### Required work
Copy out word for word the entries below, starting at the line that contains "door with a point in the photo above." and continuing through the last line of the entries, with both ends included.

### Records for this task
──────────
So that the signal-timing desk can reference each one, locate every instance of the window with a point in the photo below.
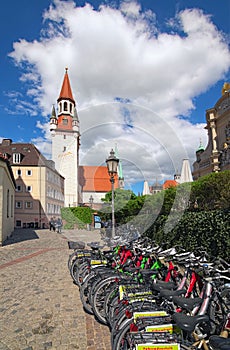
(8, 203)
(29, 205)
(11, 205)
(18, 204)
(28, 188)
(16, 158)
(18, 223)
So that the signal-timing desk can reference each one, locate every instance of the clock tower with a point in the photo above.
(64, 128)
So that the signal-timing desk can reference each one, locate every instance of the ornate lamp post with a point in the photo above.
(112, 163)
(91, 199)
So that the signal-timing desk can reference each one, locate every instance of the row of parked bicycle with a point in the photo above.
(154, 298)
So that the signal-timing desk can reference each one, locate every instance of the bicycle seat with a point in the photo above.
(169, 294)
(95, 245)
(159, 285)
(188, 323)
(187, 303)
(219, 343)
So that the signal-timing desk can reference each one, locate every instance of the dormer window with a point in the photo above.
(17, 158)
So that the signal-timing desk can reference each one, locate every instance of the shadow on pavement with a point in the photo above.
(20, 235)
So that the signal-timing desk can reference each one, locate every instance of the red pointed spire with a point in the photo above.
(66, 91)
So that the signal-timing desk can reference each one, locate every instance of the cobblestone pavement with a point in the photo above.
(40, 307)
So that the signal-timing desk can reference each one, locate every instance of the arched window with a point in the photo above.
(7, 203)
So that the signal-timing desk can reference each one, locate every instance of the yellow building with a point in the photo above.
(39, 187)
(7, 191)
(216, 156)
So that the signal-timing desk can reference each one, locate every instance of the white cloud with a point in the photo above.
(120, 53)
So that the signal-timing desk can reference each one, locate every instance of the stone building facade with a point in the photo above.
(39, 193)
(7, 192)
(216, 156)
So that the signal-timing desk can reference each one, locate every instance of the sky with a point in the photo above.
(143, 74)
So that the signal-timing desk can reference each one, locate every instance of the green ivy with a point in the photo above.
(76, 217)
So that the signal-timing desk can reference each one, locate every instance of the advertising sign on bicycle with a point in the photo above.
(158, 346)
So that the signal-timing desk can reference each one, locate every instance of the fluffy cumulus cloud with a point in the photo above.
(132, 82)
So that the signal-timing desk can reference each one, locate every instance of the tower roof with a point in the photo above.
(200, 148)
(186, 175)
(66, 91)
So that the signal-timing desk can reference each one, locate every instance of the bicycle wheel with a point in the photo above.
(84, 293)
(80, 272)
(98, 298)
(120, 341)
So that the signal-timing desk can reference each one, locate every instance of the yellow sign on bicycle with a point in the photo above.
(160, 328)
(137, 315)
(166, 346)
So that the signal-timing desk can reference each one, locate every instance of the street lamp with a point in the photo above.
(112, 163)
(91, 199)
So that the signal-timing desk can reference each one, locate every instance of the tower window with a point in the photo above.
(18, 204)
(16, 158)
(29, 205)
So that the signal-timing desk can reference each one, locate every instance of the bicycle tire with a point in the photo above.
(98, 297)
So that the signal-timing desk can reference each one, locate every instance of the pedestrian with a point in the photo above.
(59, 225)
(51, 223)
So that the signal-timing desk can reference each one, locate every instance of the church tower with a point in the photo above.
(64, 128)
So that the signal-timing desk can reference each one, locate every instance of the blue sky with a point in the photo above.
(142, 73)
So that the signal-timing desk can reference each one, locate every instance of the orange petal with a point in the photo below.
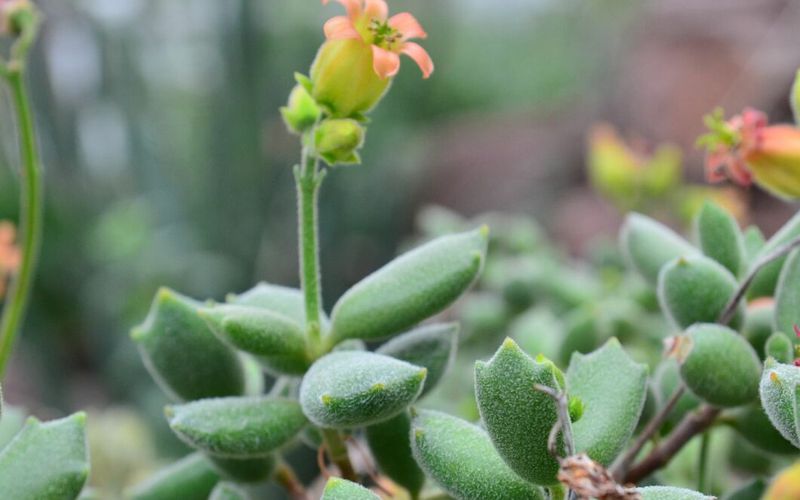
(407, 25)
(384, 62)
(353, 7)
(339, 28)
(376, 9)
(420, 56)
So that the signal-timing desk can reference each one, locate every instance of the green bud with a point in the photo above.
(302, 112)
(718, 365)
(343, 79)
(337, 141)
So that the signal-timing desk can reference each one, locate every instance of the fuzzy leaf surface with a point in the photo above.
(695, 290)
(347, 389)
(460, 457)
(649, 245)
(430, 346)
(720, 237)
(277, 340)
(46, 461)
(183, 355)
(341, 489)
(190, 478)
(510, 408)
(411, 288)
(242, 427)
(613, 389)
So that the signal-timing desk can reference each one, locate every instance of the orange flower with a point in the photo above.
(368, 21)
(746, 149)
(9, 253)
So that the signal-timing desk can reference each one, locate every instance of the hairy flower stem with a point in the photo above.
(31, 219)
(700, 420)
(308, 180)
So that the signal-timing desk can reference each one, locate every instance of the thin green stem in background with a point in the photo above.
(31, 219)
(337, 451)
(702, 463)
(308, 180)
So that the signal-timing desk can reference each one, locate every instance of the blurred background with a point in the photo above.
(167, 162)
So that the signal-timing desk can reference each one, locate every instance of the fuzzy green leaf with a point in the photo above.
(670, 493)
(779, 397)
(720, 237)
(46, 461)
(277, 340)
(780, 347)
(649, 245)
(718, 365)
(280, 299)
(241, 427)
(430, 346)
(353, 388)
(411, 288)
(613, 389)
(766, 279)
(341, 489)
(182, 354)
(190, 478)
(787, 295)
(754, 426)
(228, 491)
(390, 444)
(460, 457)
(758, 324)
(244, 470)
(695, 290)
(752, 490)
(510, 408)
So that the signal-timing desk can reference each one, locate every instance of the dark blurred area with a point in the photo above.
(167, 162)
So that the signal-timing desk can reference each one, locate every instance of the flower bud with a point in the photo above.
(343, 79)
(302, 112)
(337, 141)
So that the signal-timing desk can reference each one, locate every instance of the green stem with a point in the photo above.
(30, 218)
(702, 464)
(337, 451)
(308, 180)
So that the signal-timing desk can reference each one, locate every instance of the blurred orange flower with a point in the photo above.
(9, 253)
(368, 21)
(746, 149)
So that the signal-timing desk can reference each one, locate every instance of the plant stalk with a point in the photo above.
(30, 221)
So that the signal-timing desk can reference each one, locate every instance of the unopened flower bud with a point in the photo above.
(301, 112)
(337, 141)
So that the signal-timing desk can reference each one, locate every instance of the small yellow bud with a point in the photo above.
(337, 141)
(302, 112)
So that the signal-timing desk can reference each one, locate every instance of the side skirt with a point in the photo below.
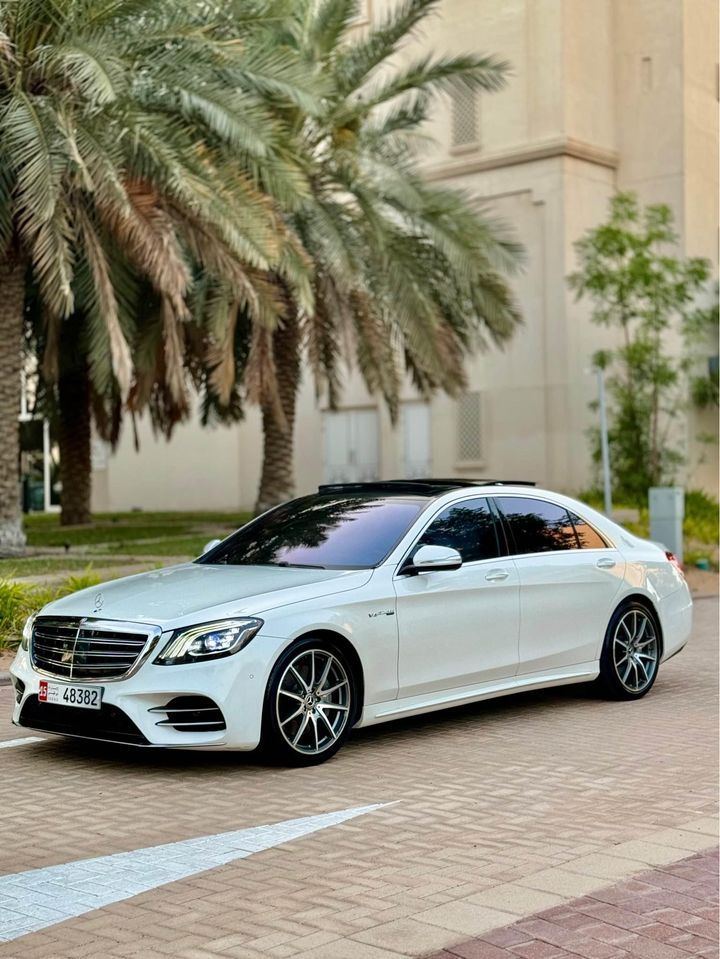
(445, 699)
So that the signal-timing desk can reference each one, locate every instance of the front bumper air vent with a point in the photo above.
(191, 714)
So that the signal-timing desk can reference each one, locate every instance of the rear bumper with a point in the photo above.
(676, 618)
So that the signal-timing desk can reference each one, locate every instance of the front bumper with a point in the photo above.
(133, 708)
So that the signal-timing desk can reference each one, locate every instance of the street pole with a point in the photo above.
(604, 446)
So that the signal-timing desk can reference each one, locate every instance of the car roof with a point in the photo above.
(421, 487)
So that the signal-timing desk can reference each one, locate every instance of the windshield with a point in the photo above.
(322, 531)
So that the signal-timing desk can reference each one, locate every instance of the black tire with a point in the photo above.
(631, 652)
(326, 720)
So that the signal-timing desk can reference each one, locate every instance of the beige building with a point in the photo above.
(605, 95)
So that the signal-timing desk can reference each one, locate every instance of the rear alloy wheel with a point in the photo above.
(309, 704)
(631, 652)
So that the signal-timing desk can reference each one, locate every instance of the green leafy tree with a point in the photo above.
(137, 143)
(639, 287)
(408, 277)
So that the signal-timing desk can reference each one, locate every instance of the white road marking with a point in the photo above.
(23, 741)
(40, 898)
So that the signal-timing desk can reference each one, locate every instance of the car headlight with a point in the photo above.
(209, 641)
(27, 631)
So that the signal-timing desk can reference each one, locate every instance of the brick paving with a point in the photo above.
(501, 810)
(668, 913)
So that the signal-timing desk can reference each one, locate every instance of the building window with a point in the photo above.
(470, 433)
(465, 120)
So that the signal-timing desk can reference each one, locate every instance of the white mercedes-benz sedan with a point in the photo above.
(358, 604)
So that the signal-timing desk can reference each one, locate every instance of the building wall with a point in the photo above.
(604, 95)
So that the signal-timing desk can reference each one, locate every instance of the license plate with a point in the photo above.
(86, 697)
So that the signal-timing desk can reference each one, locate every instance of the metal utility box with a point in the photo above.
(667, 510)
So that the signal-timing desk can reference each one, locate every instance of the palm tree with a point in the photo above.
(135, 142)
(412, 275)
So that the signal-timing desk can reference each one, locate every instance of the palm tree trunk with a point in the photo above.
(277, 482)
(74, 441)
(12, 305)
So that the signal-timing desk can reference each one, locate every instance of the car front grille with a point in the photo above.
(86, 650)
(107, 723)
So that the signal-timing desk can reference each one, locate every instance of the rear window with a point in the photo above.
(325, 531)
(588, 536)
(537, 526)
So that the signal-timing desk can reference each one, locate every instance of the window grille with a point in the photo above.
(470, 428)
(465, 119)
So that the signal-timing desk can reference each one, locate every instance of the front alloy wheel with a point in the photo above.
(631, 653)
(309, 704)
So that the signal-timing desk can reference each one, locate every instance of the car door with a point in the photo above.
(459, 627)
(569, 579)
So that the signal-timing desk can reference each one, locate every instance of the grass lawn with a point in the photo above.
(73, 555)
(44, 530)
(49, 565)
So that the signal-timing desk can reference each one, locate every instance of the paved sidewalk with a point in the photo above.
(668, 913)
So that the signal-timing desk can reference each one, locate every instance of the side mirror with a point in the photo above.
(429, 559)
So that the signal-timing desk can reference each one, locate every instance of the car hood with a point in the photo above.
(192, 592)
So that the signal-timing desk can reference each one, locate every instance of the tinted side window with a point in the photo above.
(468, 527)
(588, 537)
(537, 526)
──────────
### Complete response
So that the signal-timing desk can reference each one, locate every instance of the car door with a point in the photo above.
(459, 627)
(569, 579)
So that the signal-timing desk can reference each one, locate every instance of the grass lawn with a point in the photo above.
(73, 555)
(44, 530)
(49, 565)
So that the signal-timing desk can reference each one, locate every instance of the paved sidewalk with a point in the photo above.
(668, 913)
So that the signal-timing desk can reference each one, locate every instance of the side mirror with a point in the photo above.
(429, 559)
So that the signal-timing desk can reference each one, locate every instance of the car hood with a point in the photo above.
(192, 592)
So that the signal-timing desk can reference each one, locate every instance of the tinted side window with a point in the photo above.
(468, 527)
(588, 537)
(537, 526)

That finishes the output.